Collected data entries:
○ ○ ○ ○ ○

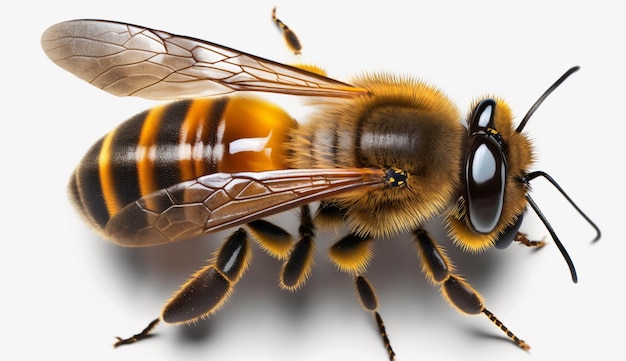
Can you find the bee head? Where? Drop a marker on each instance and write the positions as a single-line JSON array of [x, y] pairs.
[[496, 181]]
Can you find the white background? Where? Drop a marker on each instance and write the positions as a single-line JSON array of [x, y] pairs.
[[67, 292]]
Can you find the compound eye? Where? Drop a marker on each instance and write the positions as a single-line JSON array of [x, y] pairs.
[[485, 172]]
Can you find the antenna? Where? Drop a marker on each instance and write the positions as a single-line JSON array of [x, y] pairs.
[[543, 97]]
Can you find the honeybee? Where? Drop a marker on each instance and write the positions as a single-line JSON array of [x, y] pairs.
[[382, 155]]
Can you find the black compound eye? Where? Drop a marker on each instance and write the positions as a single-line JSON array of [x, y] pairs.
[[510, 233], [485, 171]]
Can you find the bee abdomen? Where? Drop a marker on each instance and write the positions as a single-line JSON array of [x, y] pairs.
[[173, 143]]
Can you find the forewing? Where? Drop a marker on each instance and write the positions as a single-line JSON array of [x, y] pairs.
[[130, 60], [221, 200]]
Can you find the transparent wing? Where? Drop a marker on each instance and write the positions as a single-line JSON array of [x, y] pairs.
[[130, 60], [221, 200]]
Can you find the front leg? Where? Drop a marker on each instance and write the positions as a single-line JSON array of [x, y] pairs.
[[439, 270]]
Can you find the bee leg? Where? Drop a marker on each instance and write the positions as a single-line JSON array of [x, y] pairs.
[[368, 299], [297, 267], [439, 270], [522, 238], [352, 254], [207, 289], [291, 39], [138, 337]]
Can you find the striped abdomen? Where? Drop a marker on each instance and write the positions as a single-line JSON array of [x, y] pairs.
[[173, 143]]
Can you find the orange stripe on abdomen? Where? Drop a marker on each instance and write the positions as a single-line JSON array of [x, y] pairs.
[[146, 150]]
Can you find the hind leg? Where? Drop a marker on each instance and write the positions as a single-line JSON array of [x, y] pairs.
[[207, 290]]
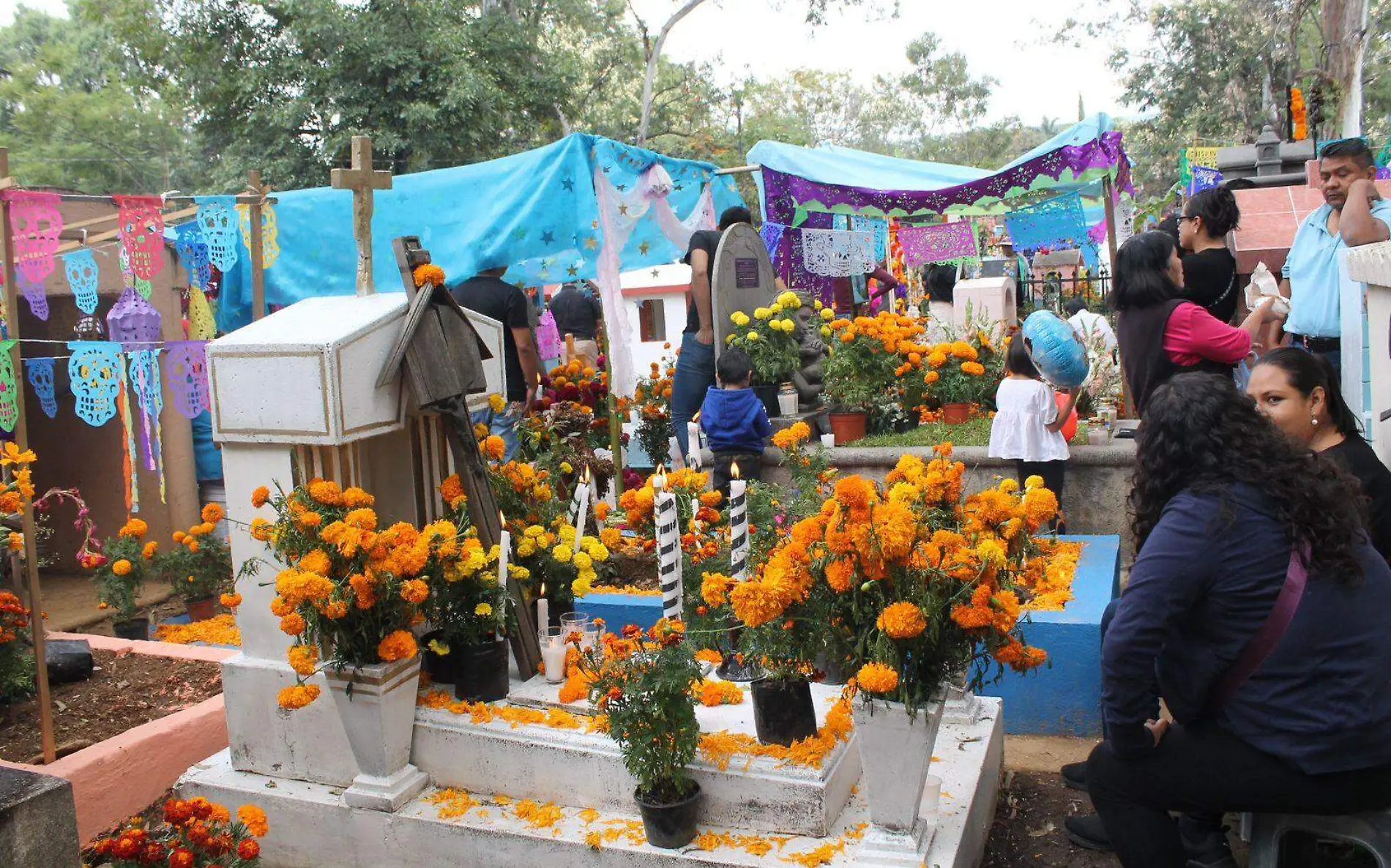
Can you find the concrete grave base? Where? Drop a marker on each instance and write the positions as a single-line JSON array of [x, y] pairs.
[[310, 826]]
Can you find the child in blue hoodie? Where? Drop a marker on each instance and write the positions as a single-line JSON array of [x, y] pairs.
[[735, 420]]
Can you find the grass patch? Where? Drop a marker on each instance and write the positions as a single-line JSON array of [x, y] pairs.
[[974, 433]]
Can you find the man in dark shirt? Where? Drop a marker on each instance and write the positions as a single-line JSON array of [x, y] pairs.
[[696, 364], [490, 295], [578, 313]]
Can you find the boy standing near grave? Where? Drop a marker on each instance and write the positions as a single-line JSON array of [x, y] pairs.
[[735, 420], [490, 295]]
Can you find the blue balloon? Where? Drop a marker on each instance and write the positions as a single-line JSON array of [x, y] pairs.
[[1056, 350]]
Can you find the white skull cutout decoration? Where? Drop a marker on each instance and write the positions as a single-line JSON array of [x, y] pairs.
[[37, 227]]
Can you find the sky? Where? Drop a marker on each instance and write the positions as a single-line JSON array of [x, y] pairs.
[[1001, 38], [768, 38]]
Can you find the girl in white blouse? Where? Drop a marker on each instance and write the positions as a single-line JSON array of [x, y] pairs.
[[1029, 422]]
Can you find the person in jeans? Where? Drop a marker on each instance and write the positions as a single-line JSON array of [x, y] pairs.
[[1354, 213], [493, 296], [696, 364], [735, 422], [1228, 517]]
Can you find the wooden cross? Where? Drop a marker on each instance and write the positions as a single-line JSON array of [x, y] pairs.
[[362, 180]]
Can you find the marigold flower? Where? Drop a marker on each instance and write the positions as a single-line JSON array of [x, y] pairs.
[[397, 646], [876, 678], [902, 621], [297, 696], [255, 820]]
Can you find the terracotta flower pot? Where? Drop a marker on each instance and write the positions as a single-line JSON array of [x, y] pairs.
[[377, 706], [849, 427], [956, 414]]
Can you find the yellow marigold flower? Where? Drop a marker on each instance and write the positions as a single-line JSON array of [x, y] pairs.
[[255, 820], [135, 528], [297, 696], [397, 646], [304, 659], [415, 590], [902, 621], [876, 678]]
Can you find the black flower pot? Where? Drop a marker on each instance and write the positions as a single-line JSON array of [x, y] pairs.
[[768, 394], [480, 672], [671, 826], [135, 628], [439, 667], [783, 711]]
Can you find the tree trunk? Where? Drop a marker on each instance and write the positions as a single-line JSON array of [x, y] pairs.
[[1344, 26], [654, 53]]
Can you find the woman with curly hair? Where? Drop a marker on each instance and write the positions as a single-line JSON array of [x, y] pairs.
[[1261, 605], [1159, 332]]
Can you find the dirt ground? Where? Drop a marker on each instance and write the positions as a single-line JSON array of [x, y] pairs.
[[123, 693]]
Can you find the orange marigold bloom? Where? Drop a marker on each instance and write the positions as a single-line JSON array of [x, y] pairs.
[[255, 820], [397, 646], [415, 591], [876, 678], [295, 696], [902, 621]]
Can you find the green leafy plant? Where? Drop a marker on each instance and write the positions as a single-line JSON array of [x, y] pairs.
[[643, 684]]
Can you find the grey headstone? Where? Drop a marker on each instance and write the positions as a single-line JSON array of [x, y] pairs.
[[743, 279], [69, 659], [38, 821]]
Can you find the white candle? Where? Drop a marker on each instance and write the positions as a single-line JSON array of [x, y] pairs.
[[668, 548], [504, 547], [737, 525]]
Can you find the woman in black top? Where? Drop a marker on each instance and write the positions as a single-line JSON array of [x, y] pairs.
[[1299, 392], [1209, 267]]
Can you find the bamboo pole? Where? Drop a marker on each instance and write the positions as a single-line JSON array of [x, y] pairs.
[[21, 438], [255, 245]]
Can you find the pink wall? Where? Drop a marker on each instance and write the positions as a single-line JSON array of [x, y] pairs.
[[124, 775]]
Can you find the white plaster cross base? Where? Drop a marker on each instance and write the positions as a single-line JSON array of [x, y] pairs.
[[906, 849]]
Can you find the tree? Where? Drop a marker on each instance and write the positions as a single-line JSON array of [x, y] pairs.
[[72, 119]]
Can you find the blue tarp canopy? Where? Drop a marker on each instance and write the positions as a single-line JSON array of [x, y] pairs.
[[534, 212]]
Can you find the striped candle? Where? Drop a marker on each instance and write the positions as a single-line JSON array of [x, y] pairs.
[[668, 547], [737, 526]]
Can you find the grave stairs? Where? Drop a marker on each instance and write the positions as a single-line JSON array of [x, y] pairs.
[[295, 395]]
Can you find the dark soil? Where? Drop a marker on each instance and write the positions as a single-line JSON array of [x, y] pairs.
[[1029, 831], [124, 692]]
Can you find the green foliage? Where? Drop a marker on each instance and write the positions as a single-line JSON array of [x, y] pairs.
[[646, 692]]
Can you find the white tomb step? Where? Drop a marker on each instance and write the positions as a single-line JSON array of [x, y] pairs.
[[586, 770], [312, 828]]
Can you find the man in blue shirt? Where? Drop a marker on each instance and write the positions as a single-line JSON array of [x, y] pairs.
[[1354, 214]]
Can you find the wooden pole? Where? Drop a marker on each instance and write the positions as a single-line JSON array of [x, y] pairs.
[[1108, 190], [21, 438], [256, 248]]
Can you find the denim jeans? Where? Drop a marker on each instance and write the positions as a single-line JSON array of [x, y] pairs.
[[695, 376], [504, 424]]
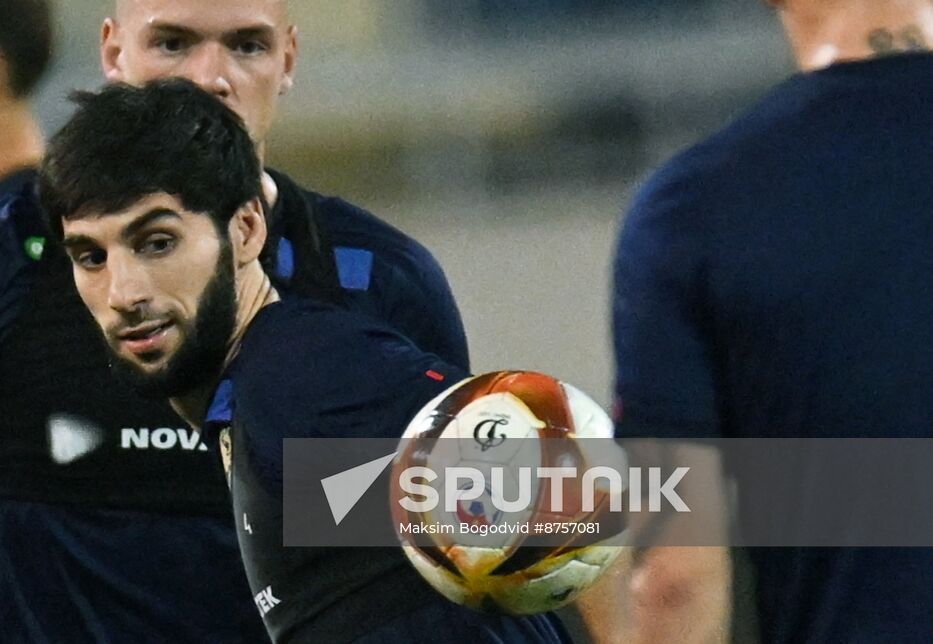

○ ○ ○ ○ ○

I need the lines from the one holding "Can you find the white plaster" through the last line of the entries set down exactly, with every picture left out.

Can you find the white plaster cross base? Where? Drop a marker on each instance and write the positions as a single-line JSON array of [x, y] pairs.
[[906, 849]]
Can you find the tree? Where? Drop a marker on each instance and write the positions as a single-line JSON array of [x, y] pairs.
[[72, 119]]
Can you find the blue tarp canopy? Where? Drop a marker on each instance and write the positions as a single-line JSON array of [x, y] pairs.
[[534, 212]]
Can you find the striped candle? Where? Drop a marker on each instance and write the positions as a single-line JSON array of [x, y] pairs.
[[668, 547], [737, 526]]
Can you find the grave stairs? Where? Drop a marker on each instance and write the positions as a single-line JSON array of [x, y] pairs.
[[295, 395]]
Can you find the dark soil? Where? Drop a marker on each instance and write the positions as a single-line JSON array of [x, y] pairs.
[[1029, 831], [124, 692]]
Can you find the green foliage? Where? Drop a marker on each instance and write the positions as a single-line JSON array of [x, y] pairs.
[[646, 692]]
Can you find the white tomb step? Where? Drop a marker on each instance and write the positions as a single-line JSON array of [x, y] pairs.
[[586, 770], [312, 828]]
Can you find the man in blue shirt? Where? Drop a marker on each instance and write the positions as a single-line JSON array of [x, y] pairs.
[[1354, 214]]
Can you find the wooden pole? Where? Drop a marker on each instance and write the positions as a single-line JSON array of [x, y] pairs.
[[1108, 190], [21, 438], [256, 248]]
Can you find the denim jeans? Where? Drop a marker on each instance and write the positions as a single-line JSON array of [x, y] pairs.
[[695, 376], [504, 424]]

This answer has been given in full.